3/31/2021

A Little Easter Week Random

  • Two weeks ago at Awana, one of the workers was talking up registering for the vaccine and how it meant you might get one sooner and so forth. My general consensus on same was that I was going to wait until it was something I could roll into the CVS and get like a flu shot. But then I figured, meh, why not. 
  • Sunday I got an invitation to make an appointment and got my shot today. So I'm now half cyborg. Or full of nanites. Or 5G. Or whatever it is.
  • Really what I have is a sore arm. It's like I got a shot or something. 
  • Hubby, who I registered at the same time, has not yet been invited to make an appointment. This may well be the first time in my life being overweight has worked in my advantage.
  • It doesn't feel like Easter Week. I'm trying to gear myself up to go to the Maundy Thursday service tomorrow with the kids (and hubs if he can get home from work in time) to see if that would help. But I don't know. That Bilbo Baggins feeling of thinness persists, and I don't know how to fix it.

◆ Source data
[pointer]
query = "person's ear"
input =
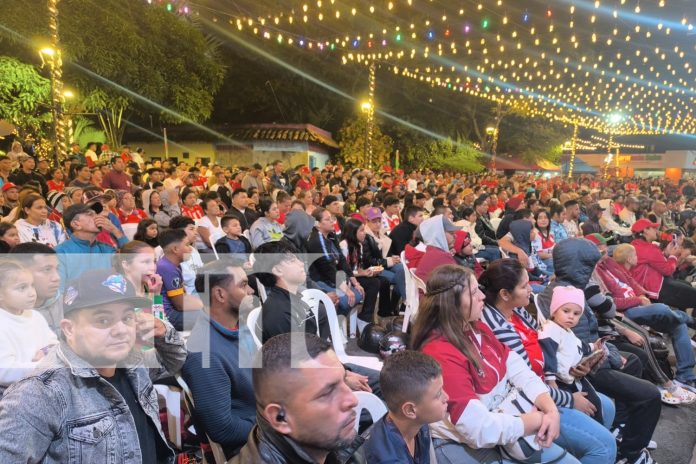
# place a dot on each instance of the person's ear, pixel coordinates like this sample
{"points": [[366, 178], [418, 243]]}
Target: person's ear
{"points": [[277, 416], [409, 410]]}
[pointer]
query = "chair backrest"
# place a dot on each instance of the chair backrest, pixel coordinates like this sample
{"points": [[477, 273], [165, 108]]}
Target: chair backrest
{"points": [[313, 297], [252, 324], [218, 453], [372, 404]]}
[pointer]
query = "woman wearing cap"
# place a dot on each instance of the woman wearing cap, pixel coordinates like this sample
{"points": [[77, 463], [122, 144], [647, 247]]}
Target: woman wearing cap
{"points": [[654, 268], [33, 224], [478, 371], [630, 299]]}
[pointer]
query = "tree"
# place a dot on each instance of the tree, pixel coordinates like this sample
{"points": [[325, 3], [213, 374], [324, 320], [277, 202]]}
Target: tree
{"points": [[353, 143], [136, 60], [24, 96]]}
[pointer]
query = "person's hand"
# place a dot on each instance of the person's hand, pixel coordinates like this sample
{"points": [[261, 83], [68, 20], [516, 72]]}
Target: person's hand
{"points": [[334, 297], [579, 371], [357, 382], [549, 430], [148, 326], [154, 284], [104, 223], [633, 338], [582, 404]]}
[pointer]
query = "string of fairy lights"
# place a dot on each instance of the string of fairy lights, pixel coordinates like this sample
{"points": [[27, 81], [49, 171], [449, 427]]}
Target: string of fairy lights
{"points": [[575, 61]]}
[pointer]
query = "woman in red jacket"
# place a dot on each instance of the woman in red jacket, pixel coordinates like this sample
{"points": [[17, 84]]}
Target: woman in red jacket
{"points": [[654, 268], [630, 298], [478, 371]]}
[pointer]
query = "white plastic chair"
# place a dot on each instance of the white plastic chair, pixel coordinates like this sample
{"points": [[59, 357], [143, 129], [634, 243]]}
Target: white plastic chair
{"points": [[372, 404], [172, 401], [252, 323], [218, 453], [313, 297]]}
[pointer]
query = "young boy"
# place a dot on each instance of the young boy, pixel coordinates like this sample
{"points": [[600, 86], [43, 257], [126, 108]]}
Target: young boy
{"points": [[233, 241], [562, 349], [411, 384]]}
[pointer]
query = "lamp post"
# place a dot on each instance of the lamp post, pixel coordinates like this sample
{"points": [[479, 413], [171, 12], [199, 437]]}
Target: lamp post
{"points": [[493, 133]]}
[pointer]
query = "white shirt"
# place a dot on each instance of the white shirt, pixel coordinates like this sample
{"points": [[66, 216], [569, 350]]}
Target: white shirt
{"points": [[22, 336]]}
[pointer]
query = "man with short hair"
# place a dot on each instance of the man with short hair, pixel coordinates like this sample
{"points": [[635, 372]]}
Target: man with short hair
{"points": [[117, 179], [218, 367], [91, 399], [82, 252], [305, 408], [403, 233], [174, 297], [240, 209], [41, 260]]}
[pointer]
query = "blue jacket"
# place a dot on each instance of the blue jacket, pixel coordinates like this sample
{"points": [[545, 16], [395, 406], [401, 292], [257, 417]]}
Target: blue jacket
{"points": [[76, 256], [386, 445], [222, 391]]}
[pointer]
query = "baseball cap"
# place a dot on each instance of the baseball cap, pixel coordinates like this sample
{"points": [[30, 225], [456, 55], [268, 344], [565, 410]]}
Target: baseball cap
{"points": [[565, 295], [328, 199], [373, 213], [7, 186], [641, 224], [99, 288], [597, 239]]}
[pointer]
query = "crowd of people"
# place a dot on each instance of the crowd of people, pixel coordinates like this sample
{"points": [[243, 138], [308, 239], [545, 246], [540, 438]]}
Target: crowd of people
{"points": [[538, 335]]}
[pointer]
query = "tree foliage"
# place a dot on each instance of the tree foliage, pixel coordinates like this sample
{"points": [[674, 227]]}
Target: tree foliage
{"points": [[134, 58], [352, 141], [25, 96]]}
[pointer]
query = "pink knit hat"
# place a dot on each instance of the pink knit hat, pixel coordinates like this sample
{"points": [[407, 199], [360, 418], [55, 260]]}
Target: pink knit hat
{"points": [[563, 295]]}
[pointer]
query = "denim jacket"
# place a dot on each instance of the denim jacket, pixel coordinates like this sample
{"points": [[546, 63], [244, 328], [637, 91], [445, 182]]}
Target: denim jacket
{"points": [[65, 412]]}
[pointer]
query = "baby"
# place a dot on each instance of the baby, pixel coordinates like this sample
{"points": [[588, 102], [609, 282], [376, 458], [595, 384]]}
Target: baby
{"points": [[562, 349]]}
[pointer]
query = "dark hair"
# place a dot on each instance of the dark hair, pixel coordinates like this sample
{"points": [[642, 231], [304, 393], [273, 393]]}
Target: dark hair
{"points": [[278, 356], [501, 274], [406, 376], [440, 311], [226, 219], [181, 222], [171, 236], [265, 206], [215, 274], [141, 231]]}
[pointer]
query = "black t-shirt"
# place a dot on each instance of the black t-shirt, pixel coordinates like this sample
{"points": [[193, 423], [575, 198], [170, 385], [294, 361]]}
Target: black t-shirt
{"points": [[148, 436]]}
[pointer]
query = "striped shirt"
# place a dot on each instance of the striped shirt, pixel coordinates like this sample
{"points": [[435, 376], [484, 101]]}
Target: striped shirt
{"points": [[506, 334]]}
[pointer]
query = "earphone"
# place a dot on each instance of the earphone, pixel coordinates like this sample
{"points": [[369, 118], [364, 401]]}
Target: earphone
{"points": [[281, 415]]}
--
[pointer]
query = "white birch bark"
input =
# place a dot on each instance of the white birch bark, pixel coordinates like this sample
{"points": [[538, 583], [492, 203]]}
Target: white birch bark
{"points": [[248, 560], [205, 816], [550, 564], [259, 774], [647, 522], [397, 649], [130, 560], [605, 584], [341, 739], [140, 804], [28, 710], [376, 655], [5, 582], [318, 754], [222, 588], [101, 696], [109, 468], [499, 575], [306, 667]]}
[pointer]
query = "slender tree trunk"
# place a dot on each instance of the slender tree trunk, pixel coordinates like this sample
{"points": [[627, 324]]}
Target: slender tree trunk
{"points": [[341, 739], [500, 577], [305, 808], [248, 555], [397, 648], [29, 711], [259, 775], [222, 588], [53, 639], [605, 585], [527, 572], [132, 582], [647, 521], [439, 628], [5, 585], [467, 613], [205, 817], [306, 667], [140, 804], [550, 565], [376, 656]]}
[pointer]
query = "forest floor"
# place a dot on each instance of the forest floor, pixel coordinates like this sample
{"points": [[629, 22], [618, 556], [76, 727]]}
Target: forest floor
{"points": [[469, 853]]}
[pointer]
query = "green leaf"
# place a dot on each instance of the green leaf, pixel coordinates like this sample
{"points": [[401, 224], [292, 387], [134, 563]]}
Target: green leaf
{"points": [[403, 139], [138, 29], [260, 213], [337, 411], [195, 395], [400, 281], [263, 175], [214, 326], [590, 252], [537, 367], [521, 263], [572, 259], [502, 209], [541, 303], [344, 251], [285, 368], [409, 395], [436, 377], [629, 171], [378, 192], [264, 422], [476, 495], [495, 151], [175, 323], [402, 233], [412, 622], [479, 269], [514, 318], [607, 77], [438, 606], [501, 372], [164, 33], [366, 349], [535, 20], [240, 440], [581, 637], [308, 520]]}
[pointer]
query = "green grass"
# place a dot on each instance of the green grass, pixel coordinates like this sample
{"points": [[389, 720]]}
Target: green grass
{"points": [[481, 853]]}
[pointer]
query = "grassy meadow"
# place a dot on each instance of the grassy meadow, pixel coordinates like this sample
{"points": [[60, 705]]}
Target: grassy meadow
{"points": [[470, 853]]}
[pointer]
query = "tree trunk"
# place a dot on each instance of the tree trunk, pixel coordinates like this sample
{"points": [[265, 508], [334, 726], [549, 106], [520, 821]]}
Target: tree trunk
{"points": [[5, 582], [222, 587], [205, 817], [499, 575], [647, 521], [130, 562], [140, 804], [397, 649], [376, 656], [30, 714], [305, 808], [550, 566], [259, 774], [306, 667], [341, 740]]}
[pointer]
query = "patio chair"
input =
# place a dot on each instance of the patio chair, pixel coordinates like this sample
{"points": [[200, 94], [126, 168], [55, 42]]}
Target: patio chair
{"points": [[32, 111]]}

◆ Check your understanding
1. In the Easter Week post, which church service does the writer hope to attend tomorrow with the kids?
2. Carry on the Easter Week post past its final bullet, writing more of the same kind of short personal items.

◆ Activity answers
1. The Maundy Thursday service.

2.
  • I can attribute much of the meh to my sister's situation. She's talking about stopping treatment and moving to California to die there and...I guess I don't know why you'd move away from the people who love you when you're about to die. But it's her choice, ultimately, not mine.
  • It also doesn't help that Dad is fading. Mom never really did this -- she was so obviously fighting to be present until the very end. But Dad is drifting. Listless. Like he's floating away on the tide and there's no way to reach him. I never really understood the word picture of losing the will to live, but it really seems as though it's all just too much bother.
  • So I find myself wondering which of the two I'll lose first and how quickly thereafter I'll lose the other. And it's odd to consider that I'll have none of my immediate biological family left.
  • On a somewhat happier note, hub's parents should be moved into their new home. At last. And so that saga has come to an end...it's just a matter of time to discover what will be their next drama.